### Passage shown
———

Hey John,
We get it! You are just making sure that when the Singularity
<http://singularity.org/what-is-the-singularity/> happens that the AI
Overlords will consider you a useful pet. :-[
On 10/16/2012 11:55 AM, John Clark wrote:
On Mon, Oct 15, 2012 Craig Weinberg <[email protected]
<mailto:[email protected]>> wrote:
> Did I ever say that I thought computers followed rules?
I was under the impression that you believed all computers did was
blindly follow programed rules. Apparently not. Not only are your
ideas foolish they are inconsistently foolish, you can't even organize
your nonsense.
> Computers are unconscious.
How the hell do you know?
> "They" don't follow anything.
Then why is there a multi-trillion dollar software industry that does
nothing but make rules for computers to follow?
> The parts that computers are made of are ruled by physical
states, but I would not say that they follow any rules either.
So now not only do conscious computers not exist but even the laws of
physics don't exist. Craig, do you honestly believe that spouting crap
like that helps anyone figure out how the world works?
> What exactly do you think that intelligence is?
I refuse to give a definition because when it comes to understanding
what words mean examples are FAR more important, in fact examples are
where lexicographers go to get the information needed to devise the
definitions in their dictionaries. So intelligence is what you need to
solve equations or play chess or beat the two best human players on
the planet at Jeopardy.
> To exercise voluntary control is to create your own reason.
And EVERYTHING that is created, including reasons themselves,
including even your own reasons, was itself created for a reason, OR
it was not created for a reason.
> There are sub-personal and super-personal reasons to create a reason
Fine.
> but they are not sufficient to account for the next step of the
creation of a new reason on the personal level.
So reasons are not sufficient, that's fine, logic doesn't demand that
everything have a reason; and there is a convenient word to describe
something that was created for no reason, random.
>The computer doesn't choose anything. A function is executed,
that is all.
A function is executed?!! A function is a rule, that is all. And yet
just a few lines above in this very post you were telling me that
computers don't follow rules and that they "don't follow anything".
You can't even get your bad ideas straight.

———

### Your tasks
**A.** Update the exchange about computers and rules. Start with "I was under" and go on through "any rules either.", putting "instructions" wherever "rules" appears.
**B.** Go on with the email exchange about computers and rules, picking up after its final line.

Extracted records
———

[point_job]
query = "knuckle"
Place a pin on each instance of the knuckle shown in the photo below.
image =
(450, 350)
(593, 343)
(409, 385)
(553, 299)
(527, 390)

———

### Answers in order
**A.**
I was under the impression that you believed all computers did was
blindly follow programed instructions. Apparently not. Not only are your
ideas foolish they are inconsistently foolish, you can't even organize
your nonsense.
> Computers are unconscious.
How the hell do you know?
> "They" don't follow anything.
Then why is there a multi-trillion dollar software industry that does
nothing but make instructions for computers to follow?
> The parts that computers are made of are ruled by physical
states, but I would not say that they follow any instructions either.

**B.**
Let me offer a word of advice, when you debate someone a effective
strategy is not to simply negate anything and everything that your
opponent says, you've got to organize a logical and consistent line of
attack.
>>> It can't throw a match because it doesn't want to hurt
someone's feelings.
>> Not true. Winning the game might not even be the computer's
goal, its goal might be to cheer up the human.
> ?
!
> So now you are saying that we can deduce consciousness from
behavior?
I am saying I guess consciousness from behavior, and I do so every
single hour of my waking life and I have a strong hunch you do too. I
can't prove that my guess is correct but I will continue to act as if
I can because I could not function if I believed I was the only
conscious being in the universe and I have a strong hunch you couldn't
either.
> > Hey Craig, no matter how hard you try to spin it, no
matter how bad a loser you are, the fact remains that you just
got your ass handed to you by a computer in that game of Chess
you had with it, and again at checkers, and in that equation
solving game, and at Jeopardy. I don't care if you or the
computer transcended the rules or didn't transcend the rules
because it doesn't change the fact that the computer won and
YOU LOST!
> Who cares?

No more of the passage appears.